- Instruction: Repeat the material below exactly, line for line.

- Records shown:
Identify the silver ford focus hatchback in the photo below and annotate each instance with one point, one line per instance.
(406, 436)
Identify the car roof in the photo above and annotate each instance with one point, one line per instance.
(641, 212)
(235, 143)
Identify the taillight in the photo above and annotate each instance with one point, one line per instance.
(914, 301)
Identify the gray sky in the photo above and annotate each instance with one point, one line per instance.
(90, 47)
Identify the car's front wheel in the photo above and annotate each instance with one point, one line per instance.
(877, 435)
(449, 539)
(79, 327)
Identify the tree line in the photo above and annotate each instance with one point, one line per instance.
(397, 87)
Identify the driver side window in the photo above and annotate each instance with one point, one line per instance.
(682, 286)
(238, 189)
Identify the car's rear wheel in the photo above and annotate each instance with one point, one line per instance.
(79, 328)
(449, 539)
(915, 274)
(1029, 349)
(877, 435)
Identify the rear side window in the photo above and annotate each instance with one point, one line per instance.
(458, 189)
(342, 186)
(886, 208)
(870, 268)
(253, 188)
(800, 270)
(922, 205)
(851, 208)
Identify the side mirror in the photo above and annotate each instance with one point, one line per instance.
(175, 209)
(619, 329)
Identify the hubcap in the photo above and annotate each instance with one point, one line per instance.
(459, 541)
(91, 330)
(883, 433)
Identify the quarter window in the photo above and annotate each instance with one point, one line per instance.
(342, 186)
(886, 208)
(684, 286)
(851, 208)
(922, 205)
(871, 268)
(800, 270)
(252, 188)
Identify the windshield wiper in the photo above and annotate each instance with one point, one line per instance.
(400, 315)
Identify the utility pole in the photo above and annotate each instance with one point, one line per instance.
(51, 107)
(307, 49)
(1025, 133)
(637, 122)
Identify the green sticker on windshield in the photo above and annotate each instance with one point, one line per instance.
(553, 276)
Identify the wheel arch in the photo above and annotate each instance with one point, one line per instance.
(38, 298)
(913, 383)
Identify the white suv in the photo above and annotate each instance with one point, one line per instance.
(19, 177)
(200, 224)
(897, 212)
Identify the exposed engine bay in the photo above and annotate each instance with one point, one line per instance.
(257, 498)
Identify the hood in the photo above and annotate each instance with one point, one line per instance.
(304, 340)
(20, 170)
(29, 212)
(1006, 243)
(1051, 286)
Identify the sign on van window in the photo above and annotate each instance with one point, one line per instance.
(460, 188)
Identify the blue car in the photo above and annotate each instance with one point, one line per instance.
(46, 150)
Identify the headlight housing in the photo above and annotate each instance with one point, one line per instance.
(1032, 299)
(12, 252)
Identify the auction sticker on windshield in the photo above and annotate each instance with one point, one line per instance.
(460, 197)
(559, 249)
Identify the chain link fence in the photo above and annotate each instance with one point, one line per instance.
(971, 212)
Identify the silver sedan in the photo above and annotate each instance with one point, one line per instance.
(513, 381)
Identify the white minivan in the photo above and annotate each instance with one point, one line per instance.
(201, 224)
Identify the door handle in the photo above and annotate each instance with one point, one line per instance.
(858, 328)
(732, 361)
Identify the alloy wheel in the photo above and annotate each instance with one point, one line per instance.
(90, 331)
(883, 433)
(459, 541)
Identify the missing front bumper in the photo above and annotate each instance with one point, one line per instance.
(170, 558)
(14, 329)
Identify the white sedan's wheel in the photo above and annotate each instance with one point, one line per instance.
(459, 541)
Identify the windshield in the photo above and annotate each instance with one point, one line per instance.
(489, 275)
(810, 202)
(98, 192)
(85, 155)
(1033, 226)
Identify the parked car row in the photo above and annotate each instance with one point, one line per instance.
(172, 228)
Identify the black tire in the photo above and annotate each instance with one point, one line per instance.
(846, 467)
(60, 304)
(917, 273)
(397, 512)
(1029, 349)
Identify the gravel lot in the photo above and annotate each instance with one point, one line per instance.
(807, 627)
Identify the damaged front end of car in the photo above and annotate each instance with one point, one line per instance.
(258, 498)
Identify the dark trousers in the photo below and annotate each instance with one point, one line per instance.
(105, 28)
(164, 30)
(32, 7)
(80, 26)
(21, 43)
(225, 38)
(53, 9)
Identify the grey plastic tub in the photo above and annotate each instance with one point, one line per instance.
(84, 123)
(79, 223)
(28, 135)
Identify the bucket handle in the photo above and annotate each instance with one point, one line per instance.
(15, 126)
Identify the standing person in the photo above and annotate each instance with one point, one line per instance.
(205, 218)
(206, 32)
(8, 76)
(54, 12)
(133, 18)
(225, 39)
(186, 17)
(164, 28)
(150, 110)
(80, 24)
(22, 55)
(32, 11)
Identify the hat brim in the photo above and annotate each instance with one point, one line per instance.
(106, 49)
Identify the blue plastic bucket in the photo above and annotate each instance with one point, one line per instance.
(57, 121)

- Written answer:
Identify the silver ford focus hatchback in the photo below and annotate each instance with one point, one line per instance.
(406, 436)
Identify the car roof in the photo above and annotate each instance with one point, one line per instance.
(641, 212)
(235, 143)
Identify the taillight in the photo above and annotate each instance with one point, one line per instance.
(914, 301)
Identify the gray sky in the photo above and annotate each instance with one point, one line per instance.
(90, 47)
Identify the car's front wheel in the photo above and annotate each instance with one point, one line per instance.
(877, 435)
(449, 539)
(79, 327)
Identify the tree line in the photo above and annotate each instance with one point, one line per instance.
(397, 87)
Identify the driver side window in the photo above and annotate each instance with one point, one line per instance.
(682, 286)
(238, 189)
Identify the car's rear wheel in the photo above and annotate each instance with one point, one line per instance.
(79, 328)
(449, 539)
(915, 274)
(1029, 349)
(877, 435)
Identify the rear side window in the photo above and annotate each instance with one point, one line per instance.
(458, 189)
(342, 186)
(886, 208)
(870, 268)
(253, 188)
(800, 270)
(922, 205)
(851, 208)
Identify the side mirror in the photo above and annotate each instance with one point, one line per instance.
(175, 209)
(619, 329)
Identify the hubcap in the photo above and annotate each instance with one point, one line per instance.
(459, 541)
(91, 330)
(883, 433)
Identify the quarter window in the photo above and annotate each instance with one point, one line per instance.
(342, 186)
(886, 208)
(684, 286)
(851, 208)
(922, 205)
(871, 268)
(800, 270)
(252, 188)
Identify the windshield wiper in the photo above and annotate each instance with one point, one line per instance.
(400, 315)
Identify the utility pole in the photo above and annotate each instance with one point, one line per instance.
(51, 107)
(307, 49)
(1025, 133)
(637, 122)
Identify the green sticker on windshield in the photo above and annotate each instance with one point, one line per instance.
(553, 276)
Identify the wheel arch in the photo above and annotate each instance with one point, one line per instance.
(38, 298)
(913, 383)
Identify the white suv in the photo above and annotate each instance with one point, one line per instance.
(19, 177)
(200, 224)
(897, 212)
Identify the exposed engine bay in the photo above and annotate each instance with one point, one line per instance.
(257, 498)
Identify the hood in the photo above and annotate each instance with one point, one line per instance.
(304, 340)
(20, 170)
(29, 212)
(1006, 243)
(1051, 286)
Identify the sign on van window in the photo above and annotate each instance with one point, one line per instance.
(460, 188)
Identify the blue car in the photo above and annotate each instance with one point, one line per instance.
(46, 150)
Identify the headlight housing in the photo above and annotate each instance with one point, one line per instance.
(1032, 299)
(12, 252)
Identify the auction sticker on windshield in the photo above and annotate each instance with one point, one line per instance.
(460, 197)
(559, 249)
Identify the chain link fence in the photo above and annotate each instance with one point, one line per instance.
(971, 212)
Identify the silver sedan in the photo above and annotate each instance with one point, one line per instance.
(513, 381)
Identify the white minivan in the photo above and annotate each instance with one point, one line per instance.
(201, 224)
Identify the door handle in the photo above and annotate each instance with one point, one line per instance.
(858, 328)
(732, 361)
Identify the alloy wheel in the photo above and annotate each instance with one point, one line per instance.
(90, 331)
(883, 433)
(459, 541)
Identify the missing front bumper in the photo above and annotate each instance with one point, one line per instance.
(170, 558)
(14, 329)
Identify the white sedan's wheel in the photo above and annotate each instance with one point, one line per instance.
(459, 541)
Identify the windshield in the photo above and annotate each instance with one point, one line per instance.
(489, 275)
(810, 202)
(98, 192)
(85, 155)
(1033, 226)
Identify the parked car row in the photo above and annotate each instance with one point, one line per instance.
(172, 228)
Identify the black tire in the photo above and annotate each instance with one point, one line per instance.
(846, 467)
(60, 304)
(917, 273)
(397, 512)
(1029, 349)
Identify the gravel lot in the photo above and annotate each instance with one point, one line per instance.
(807, 627)
Identify the damaged front end of car in the photo above and annotate each instance with one point, one line per instance.
(258, 498)
Identify the dark trousers in the photo below and annotate each instance with one point, one line per instance.
(105, 28)
(164, 30)
(32, 7)
(80, 26)
(21, 43)
(225, 38)
(53, 9)
Identify the grey plastic tub in the photo above and annotate each instance with one point, one line per instance.
(84, 123)
(79, 223)
(28, 135)
Identify the bucket handle in the photo above and annotate each instance with one point, one line per instance.
(15, 126)
Identify the standing person in the photo above and annotate each instance with one point, one line per instance.
(205, 218)
(206, 32)
(8, 76)
(54, 12)
(133, 18)
(225, 39)
(186, 17)
(164, 28)
(150, 110)
(80, 24)
(22, 55)
(32, 11)
Identify the hat brim in the photo above and annotate each instance with one point, one line per instance.
(106, 49)
Identify the blue plastic bucket in the photo above and annotate each instance with one point, one line per instance.
(57, 121)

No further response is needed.